| STATED PROBLEM A |
Using the text about the voter device, explain how the recency rating and the cluster rating together help resolve discrepancies among the position signals.

| EXTRACTED TEXT |

start

After the position signals and tempo estimates have been weighted,
the voter device calculates a final ensemble score position signal
in response to the weighted position signals and a final ensemble
tempo based on the weighted tempo estimates. A scheduler is
responsive to the final score position and final ensemble tempo for
outputting an accompaniment corresponding thereto.
The voter device may weight each of the position signals according
to the frequency with which it changes by assigning a recency
rating to each of the position signals, wherein the recency rating
decays from a value of one to zero over a period of time in which
the value of the position signal is not updated in response to a
match between the input signal and the score. The voter device may
also weight each of the position signals according to the proximity
of its score position to each of the other score positions by
assigning a cluster rating to each of the position signals, wherein
the cluster rating assumes a value on a scale of one to zero
depending upon the proximity of each position signal's score
position to all of the other position signals' score positions. In
that manner, discrepancies are resolved by giving more weight to
active performers whose score positions closely match the score
positions of other active performers.

end

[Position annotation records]
start

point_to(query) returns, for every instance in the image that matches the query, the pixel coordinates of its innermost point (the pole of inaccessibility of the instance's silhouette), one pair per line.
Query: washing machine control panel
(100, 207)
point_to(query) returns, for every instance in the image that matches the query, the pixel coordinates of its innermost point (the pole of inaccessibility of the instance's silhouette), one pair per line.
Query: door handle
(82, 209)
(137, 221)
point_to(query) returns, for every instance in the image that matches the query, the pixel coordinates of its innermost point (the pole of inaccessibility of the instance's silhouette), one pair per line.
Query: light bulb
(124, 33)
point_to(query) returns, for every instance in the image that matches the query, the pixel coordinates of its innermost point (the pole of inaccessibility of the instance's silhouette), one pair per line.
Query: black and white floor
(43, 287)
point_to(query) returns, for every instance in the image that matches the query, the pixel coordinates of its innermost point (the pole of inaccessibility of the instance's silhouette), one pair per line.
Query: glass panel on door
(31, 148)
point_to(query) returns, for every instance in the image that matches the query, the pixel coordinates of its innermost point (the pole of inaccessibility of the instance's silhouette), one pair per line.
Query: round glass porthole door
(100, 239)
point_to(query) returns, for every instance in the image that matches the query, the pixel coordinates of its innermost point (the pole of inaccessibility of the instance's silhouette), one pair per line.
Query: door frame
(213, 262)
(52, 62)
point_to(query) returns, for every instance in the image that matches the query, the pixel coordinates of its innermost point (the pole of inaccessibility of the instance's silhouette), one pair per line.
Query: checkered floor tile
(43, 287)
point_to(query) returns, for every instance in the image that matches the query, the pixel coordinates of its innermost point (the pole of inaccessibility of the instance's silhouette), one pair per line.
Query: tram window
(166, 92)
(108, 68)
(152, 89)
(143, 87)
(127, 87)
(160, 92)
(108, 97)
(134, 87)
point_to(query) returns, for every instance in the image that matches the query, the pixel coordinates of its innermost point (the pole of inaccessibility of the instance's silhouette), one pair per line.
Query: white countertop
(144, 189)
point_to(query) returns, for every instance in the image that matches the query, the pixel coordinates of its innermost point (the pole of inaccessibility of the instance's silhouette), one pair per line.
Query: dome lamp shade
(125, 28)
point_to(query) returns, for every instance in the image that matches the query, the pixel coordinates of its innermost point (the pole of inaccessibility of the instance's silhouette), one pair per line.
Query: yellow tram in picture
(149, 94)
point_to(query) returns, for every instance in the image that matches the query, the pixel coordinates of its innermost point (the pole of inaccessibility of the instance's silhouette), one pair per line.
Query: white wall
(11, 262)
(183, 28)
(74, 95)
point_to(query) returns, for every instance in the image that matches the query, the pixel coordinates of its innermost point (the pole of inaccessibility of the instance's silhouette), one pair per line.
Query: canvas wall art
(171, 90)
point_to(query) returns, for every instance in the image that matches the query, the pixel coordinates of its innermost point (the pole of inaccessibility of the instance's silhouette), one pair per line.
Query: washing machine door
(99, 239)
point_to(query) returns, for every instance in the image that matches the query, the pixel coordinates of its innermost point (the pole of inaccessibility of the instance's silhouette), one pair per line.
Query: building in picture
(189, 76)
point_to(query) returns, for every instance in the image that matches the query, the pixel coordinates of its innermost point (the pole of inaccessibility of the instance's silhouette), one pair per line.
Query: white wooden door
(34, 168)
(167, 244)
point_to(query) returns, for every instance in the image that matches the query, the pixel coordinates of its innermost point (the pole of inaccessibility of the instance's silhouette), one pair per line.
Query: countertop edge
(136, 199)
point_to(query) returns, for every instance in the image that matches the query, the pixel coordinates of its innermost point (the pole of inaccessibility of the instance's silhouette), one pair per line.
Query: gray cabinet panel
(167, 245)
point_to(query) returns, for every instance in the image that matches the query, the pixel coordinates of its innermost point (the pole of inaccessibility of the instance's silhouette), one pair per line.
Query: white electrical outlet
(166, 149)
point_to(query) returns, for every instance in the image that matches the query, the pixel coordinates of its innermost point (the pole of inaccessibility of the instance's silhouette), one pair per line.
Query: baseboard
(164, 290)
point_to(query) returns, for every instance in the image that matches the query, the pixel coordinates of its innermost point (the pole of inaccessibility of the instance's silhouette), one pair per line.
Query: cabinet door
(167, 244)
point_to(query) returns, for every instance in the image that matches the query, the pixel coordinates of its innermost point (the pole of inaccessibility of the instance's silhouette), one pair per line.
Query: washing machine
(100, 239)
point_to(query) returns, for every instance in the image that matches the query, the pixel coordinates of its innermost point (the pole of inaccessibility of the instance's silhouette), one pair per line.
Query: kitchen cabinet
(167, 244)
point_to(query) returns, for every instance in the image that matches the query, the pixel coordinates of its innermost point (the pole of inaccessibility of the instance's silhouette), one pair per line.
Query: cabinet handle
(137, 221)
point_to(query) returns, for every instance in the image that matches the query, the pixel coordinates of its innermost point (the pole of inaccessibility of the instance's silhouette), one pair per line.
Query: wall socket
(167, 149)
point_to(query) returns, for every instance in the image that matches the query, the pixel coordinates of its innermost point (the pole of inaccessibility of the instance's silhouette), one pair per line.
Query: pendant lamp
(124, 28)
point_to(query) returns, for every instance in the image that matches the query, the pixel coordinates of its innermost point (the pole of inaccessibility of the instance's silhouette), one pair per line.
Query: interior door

end

| STATED PROBLEM B |
Return every line of the rows that contains the string "handle". Case counts.

| RESULT A |
The recency rating decays from one to zero over any period in which a position signal is not updated by a match between the input signal and the score, so signals that change often carry more weight. The cluster rating takes a value from one to zero depending on how close a signal's score position is to all the other signals' score positions. Weighted this way, discrepancies are resolved by giving more weight to active performers whose score positions closely match those of other active performers.

| RESULT B |
Query: door handle
Query: cabinet handle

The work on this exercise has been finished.